### TASKS TO COMPLETE
(a) From the Tomie review below, extract the passage from "The late-90s wave" up to and including "to the fore.".
(b) List every filmmaker named in the body of the Tomie review below.

### TEXT
Tomie

Year
1998
Original title
Tomie
Japanese title
  • 富江
Director
Cast
Running time
95 minutes
Published
24 April 2001
Tomie Tomie Tomie

by

The late-90s wave of stylishly creepy and consistently effective chillers from Japan such as Kiyoshi Kurosawa's Cure (1997), Hideo Nakata's Ring (1998) and Takashi Miike's Audition (1999) have come as quite a godsend for horror fans. Done well (which admittedly happens fairly seldom nowadays), horror is perhaps the purest and most expressionistic cinematic genre that exists in terms of its direct, almost transcendental appeal to the viewer's emotions, and also a medium which gives the director as much leeway as possible to bring his technical abilities to the fore.

For too long however has the genre allowed itself to become ever more reductive and reliant on its own cinematic traditions (or clichés, if you will) in its attempts to keep audiences on the edge of their seats, becoming increasingly self-referential until for one minute it looked like Wes Craven's Scream franchise had just about killed the genre off for good. The most interesting thing about this New Wave from the East is that, yes, there are a lot of elements lifted from western films, but at the same time the individual works themselves do not slavishly adhere to the rigid plot templates which recent Hollywood 'post-modern' offerings have cynically honed down ad absurdum in their attempt to ironically distance themselves from their own fantasies by not taking themselves seriously as anything more than mere entertainment, a laugh and a scream for 90 minutes. The Japanese at least seem to have remembered that horror can still offer a rich thematic seam through which to explore various ideas, provoke thoughts, and still scare the shit out of you.

### DATA PROVIDED

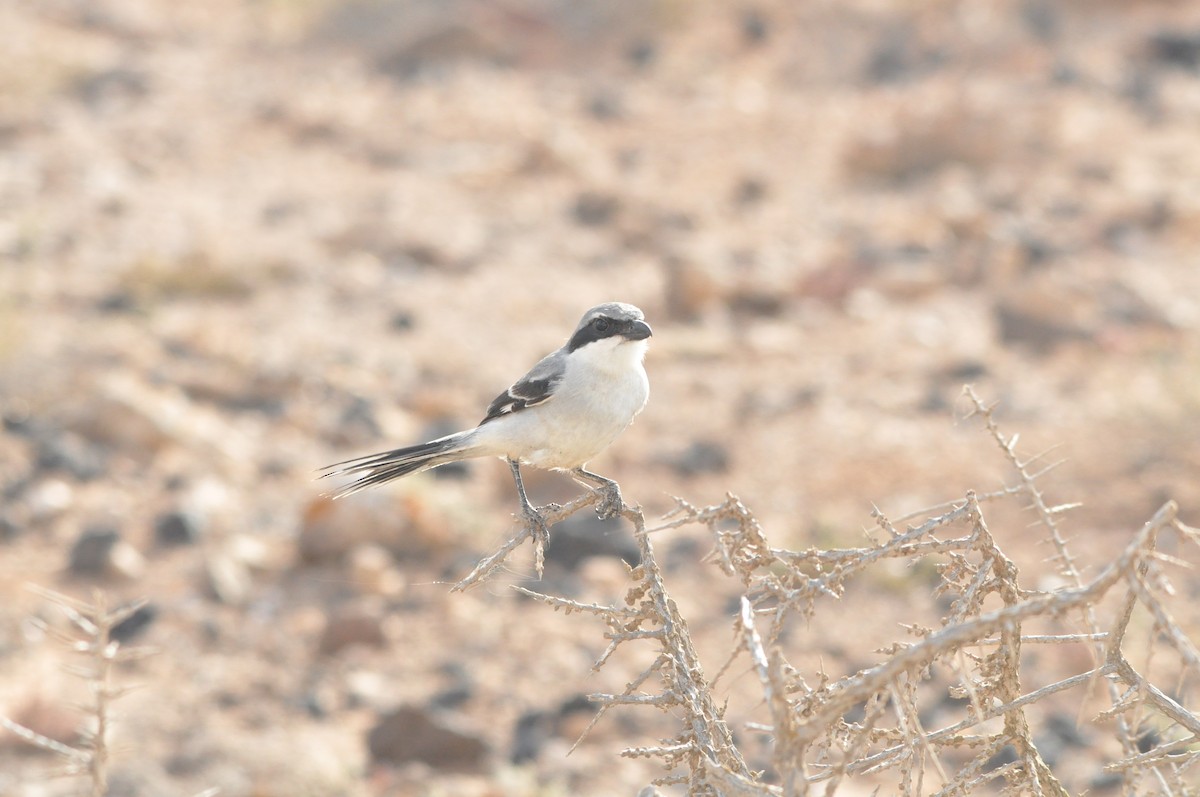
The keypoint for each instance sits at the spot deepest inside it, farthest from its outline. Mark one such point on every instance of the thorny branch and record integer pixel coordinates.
(870, 726)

### RESULTS FOR THE EXERCISE
(a)
The late-90s wave of stylishly creepy and consistently effective chillers from Japan such as Kiyoshi Kurosawa's Cure (1997), Hideo Nakata's Ring (1998) and Takashi Miike's Audition (1999) have come as quite a godsend for horror fans. Done well (which admittedly happens fairly seldom nowadays), horror is perhaps the purest and most expressionistic cinematic genre that exists in terms of its direct, almost transcendental appeal to the viewer's emotions, and also a medium which gives the director as much leeway as possible to bring his technical abilities to the fore.

(b)
Kiyoshi Kurosawa
Hideo Nakata
Takashi Miike
Wes Craven